[TEXT BLOCK]:
But McLemore, a senior researcher in HRW's Health and Human Rights division, has contended that the criminal justice system is largely absent from local and national conversations about HIV prevention and treatment.

"If you look at the [National HIV/AIDS Strategy] for example, you'll see about housing and violence, for example, but you'll see very little about criminal justice," she said.

McLemore has focused her work on prisons and HIV/AIDS for several decades.

"I've always focused in my career on prisoner's rights and the rights of the most vulnerable people," McLemore added. "The HIV part came in when, in the '80s, I got involved as a volunteer in various community groups. Then I worked with some friends of mine who were working on a documentary on the global AIDS crisis in the late '90s and early 2000s. We really focused on the fact that the AIDS drugs were not getting to sub-Saharan Africa even though they were already in Europe and the United States. When I got to Human Rights Watch, they were looking for a consultant to work on HIV in prisons, so my background was right."

(Image point annotation entries)
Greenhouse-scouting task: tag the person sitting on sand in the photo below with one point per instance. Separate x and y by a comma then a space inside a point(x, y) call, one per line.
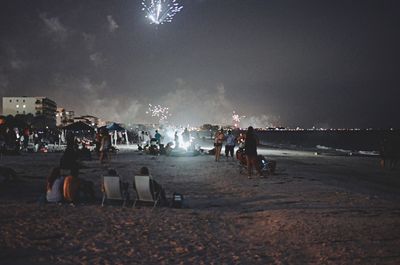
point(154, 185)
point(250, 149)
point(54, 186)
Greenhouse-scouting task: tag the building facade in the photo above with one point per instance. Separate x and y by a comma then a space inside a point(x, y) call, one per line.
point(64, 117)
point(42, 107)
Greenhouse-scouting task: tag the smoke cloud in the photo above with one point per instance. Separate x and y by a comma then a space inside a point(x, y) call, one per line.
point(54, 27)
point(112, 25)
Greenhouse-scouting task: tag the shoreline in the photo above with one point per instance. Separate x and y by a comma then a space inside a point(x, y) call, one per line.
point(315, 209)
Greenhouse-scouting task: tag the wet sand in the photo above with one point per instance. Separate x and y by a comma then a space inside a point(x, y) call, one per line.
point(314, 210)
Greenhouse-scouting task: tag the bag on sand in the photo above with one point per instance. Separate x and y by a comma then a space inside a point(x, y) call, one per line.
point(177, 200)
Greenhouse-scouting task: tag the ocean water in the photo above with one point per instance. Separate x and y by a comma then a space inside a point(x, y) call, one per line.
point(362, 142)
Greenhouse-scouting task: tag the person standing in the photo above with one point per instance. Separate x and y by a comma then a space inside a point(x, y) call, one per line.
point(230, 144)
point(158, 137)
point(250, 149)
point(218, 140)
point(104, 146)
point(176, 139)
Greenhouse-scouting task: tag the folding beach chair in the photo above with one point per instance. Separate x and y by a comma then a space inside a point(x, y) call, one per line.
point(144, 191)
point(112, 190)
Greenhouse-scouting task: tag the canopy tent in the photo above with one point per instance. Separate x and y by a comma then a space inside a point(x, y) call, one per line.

[REQUIRED WORK]:
1. Shorten the paragraph of the passage on HIV in prisons that begins "I've always focused in my career" into a brief list, keeping its main facts.
2. Carry the passage on HIV in prisons forward from its final sentence.
The data is separate material and has no connection to the passage on HIV in prisons.

[TASK-BY-TASK OUTPUTS]:
1.
- McLemore's career has centered on prisoners' rights and the rights of the most vulnerable people.
- In the '80s, she volunteered with various community groups, which brought her into HIV work.
- In the late '90s and early 2000s, she worked with friends on a documentary about the global AIDS crisis.
- The documentary focused on AIDS drugs not reaching sub-Saharan Africa, even though they were already available in Europe and the United States.
- When she joined Human Rights Watch, it was looking for a consultant on HIV in prisons, and her background fit.

2.
McLemore said that she began her work with prisoners when she was in law school. "This is a population that has been so marginalized that it is literally invisible," she said.

Her current work goes beyond focusing on long-term prisoners. Rather, she's most concerned with people who are cycling in and out of the jails on minor drug offenses, sex-work charges and other low-level offenses. De-criminalizing such offenses, according to McLemore and her colleagues, is essentially HIV prevention.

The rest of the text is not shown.